━━━ Tekstfragment
Totaalbeeld

Samenvatten


Je hebt nu het onderwerp Vectoren en goniometrie doorgewerkt. Er moet een totaalbeeld van deze leerstof ontstaan...
Ga na, of je al de bij dit onderwerp horende begrippen kent en weet wat je er mee kunt doen. Ga ook na of je de activiteiten die staan genoemd kunt uitvoeren. Maak een eigen samenvatting!

Begrippenlijst:
  1. vector, lengte en richtingshoek — componenten van een vector
  2. sinus, cosinus, tangens ook van hoeken groter dan 90°
  3. de sinusregel
  4. de cosinusregel

Activiteitenlijst:
  1. componenten van een vector bepalen door meting/berekening — positieve/negatieve componenten onderscheiden
  2. componenten van vectoren berekenen m.b.v. sin en cos — sin, cos en tan van hoeken (ook) boven 90° bepalen
  3. de sinusregel gebruiken in (niet-)rechthoekige driehoeken
  4. de cosinusregel gebruiken in (niet-)rechthoekige driehoeken

Achtergronden



Testen

Opgaven

  1. Gegeven zijn deze vectoren door hun lengte `v` en hun richtingshoek `alpha`. Bereken de `x`-component en de `y`-component. Geef waar nodig benaderingen in twee decimalen nauwkeurig.
    1. `v = 20` en `alpha = 45^(text(o))`
    2. `v = 20` en `alpha = 115^(text(o))`
    3. `v = 20` en `alpha = 300^(text(o))`
    4. `v = 20` en `alpha = 270^(text(o))`

  2. Bereken alle overige zijden en hoeken van `Delta ABC` als gegeven is (geef waar nodig benaderingen in twee decimalen nauwkeurig):
    1. `a = 5`, `b = 6` en `c = 4`
    2. `a = 5`, `b = 6` en `gamma = 120^(text(o)`
    3. `a = 5`, `b = 6` en `beta = 120^(text(o)`
    4. `c = 12`, `alpha = 50^(text(o)` en `beta = 60^(text(o))`
    5. `a = 12`, `b = 6` en `alpha = 90^(text(o)`
    6. `a = b = 10` en `gamma = 81^(text(o)`

  3. De breedte van een rivier

    De breedte van een rivier bepaal je vanuit een duidelijk herkenbaar punt `P` op de tegenover liggende oever. Langs de oever waarop je zelf staat zet je een lijnstuk `AB` van bijvoorbeeld 10 m uit. Vervolgens meet je de hoeken van `AP` met `AB` en van `BP` met `AB`. Bereken de breedte van de rivier als `/_BAP = 65^(text(o))` en `/_ABP = 54^(text(o))`.
━━━━━━
Opdracht 1
Verzamel uit de items elke regel waarin het woord "bowl" voorkomt, en neem die regels over. Hoofdletters en kleine letters tellen mee.
━━━ Werkgegevens
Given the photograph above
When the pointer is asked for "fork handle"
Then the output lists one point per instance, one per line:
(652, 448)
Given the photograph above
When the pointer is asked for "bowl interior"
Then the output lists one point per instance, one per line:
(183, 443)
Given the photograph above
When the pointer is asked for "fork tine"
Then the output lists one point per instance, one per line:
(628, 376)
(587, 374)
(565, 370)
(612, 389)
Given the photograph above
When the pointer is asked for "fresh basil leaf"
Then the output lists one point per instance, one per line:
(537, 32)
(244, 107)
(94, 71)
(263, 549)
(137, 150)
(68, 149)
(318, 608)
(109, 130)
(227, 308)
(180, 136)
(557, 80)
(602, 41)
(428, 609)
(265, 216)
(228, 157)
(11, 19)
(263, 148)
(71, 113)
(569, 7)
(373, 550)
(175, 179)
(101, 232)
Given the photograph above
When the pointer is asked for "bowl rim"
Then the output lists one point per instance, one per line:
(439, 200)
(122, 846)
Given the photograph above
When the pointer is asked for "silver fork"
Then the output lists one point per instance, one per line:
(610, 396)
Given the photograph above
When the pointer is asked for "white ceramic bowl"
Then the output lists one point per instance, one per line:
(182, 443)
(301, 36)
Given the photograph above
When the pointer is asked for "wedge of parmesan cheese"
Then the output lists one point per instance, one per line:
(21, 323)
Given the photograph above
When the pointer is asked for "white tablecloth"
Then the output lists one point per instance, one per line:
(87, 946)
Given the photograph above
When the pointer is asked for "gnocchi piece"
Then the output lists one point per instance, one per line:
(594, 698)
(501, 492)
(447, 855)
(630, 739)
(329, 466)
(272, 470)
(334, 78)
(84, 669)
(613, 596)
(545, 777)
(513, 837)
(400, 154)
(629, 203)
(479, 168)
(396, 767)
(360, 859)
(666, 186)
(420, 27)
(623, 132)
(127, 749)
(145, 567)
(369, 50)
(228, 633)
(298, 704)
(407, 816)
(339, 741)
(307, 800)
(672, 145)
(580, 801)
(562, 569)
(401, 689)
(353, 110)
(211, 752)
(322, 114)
━━━━━━
Opdracht 2
Zet de tekst over vectoren en goniometrie alsjeblieft voort vanaf het punt waar hij ophoudt.

Antwoord 1
When the pointer is asked for "bowl interior"
When the pointer is asked for "bowl rim"
When the pointer is asked for "white ceramic bowl"

Antwoord 2
  4. abc-tjes

    Gegeven is een driehoek waarvan de lengtes van de zijden `a`, `b` en `c` zijn. Bereken in de volgende gevallen de grootte van de hoek tegenover de zijde met lengte `a`.
    1. `a^2 = b^2 + c^2`
    2. `a^2 = b^2 + c^2 - bc`
    3. `a^2 = b^2 + c^2 + 0,5bc`

  5. Tussen drie palen die loodrecht op de grond staan is heel strak een driehoekig zeil gespannen. Paal 1 staat 5 m van paal 2, paal 2 staat 4 m van paal 3 en paal 3 staat 3 m van paal 1. Het zeil is op 2 m boven de grond aan paal 1, op 2,5 m boven de grond aan paal 2 en op 3,50 m boven de grond aan paal 3 bevestigd.
    Bereken de oppervlakte van dit zeil.

  6. Je ziet hier een afgeknotte driezijdige balk `ABCD.EFGH`. De afmetingen in cm staan in de figuur.
    1. Hoe lang is `DH`? Licht het antwoord toe.
    2. Bereken de grootte van `/_EHG` in graden nauwkeurig.
    3. Bereken de oppervlakte van het bovenvlak `EFGH` in mm2 nauwkeurig.

Toepassen

  1. De afstand Aarde – Maan

    De afstand van het middelpunt `M` van de Aarde tot een punt `P` op de Maan kun je berekenen door op dezelfde lengtegraad op twee verschillende punten `A` en `B` een kijker op punt `P` te richten. Neem aan dat de Aarde een zuivere bol is met een omtrek van 40.000 km en neem ook aan dat de Maan precies recht boven de lengtegraad staat waar `A` en `B` op liggen, dus `M, A, B` en `P` liggen in één vlak. Je meet nu de hoeken die de kijker met `MA` en met `MB` maakt (dus met lijnen loodrecht op het aardoppervlak). Stel dat `A` op 50° N.B. ligt en `B` op 20° N.B.
    Beschrijf hoe je vanuit de gemeten hoeken de afstand `MP` berekent.

  2. De clootcrans van Stevin

    In een tijd dat krachten nog niet als vectoren werden ontbonden bedacht Simon Stevin wat de kracht moet zijn die een massa uitoefent op een helling. Hij deed dat niet door een experiment, maar door een simpele redenering.



    Hang een ketting van kralen over een punt dat twee hellingen verbindt. Welke kracht oefent de ketting uit op het punt, vanaf links en vanaf rechts? Het vrij hangende gedeelte trekt aan beide kanten even hard.
    De ketting beweegt niet, dus het gewicht van de ketting links is evenredig met de lengte van de helling links. De kracht die dat gewicht dan effectief uitoefent moet gelijk zijn aan de kracht die het rechterstuk uitoefent. Dus moet die kracht evenredig zijn met de lengte van de andere zijde. Dus verhouden de krachten zich omgekeerd met de lengtes van de hellingen. Je kunt dit ook controleren door de krachten te ontbinden in vectoren. En dan de sinuregel toe te passen. Laat zien hoe dat gaat.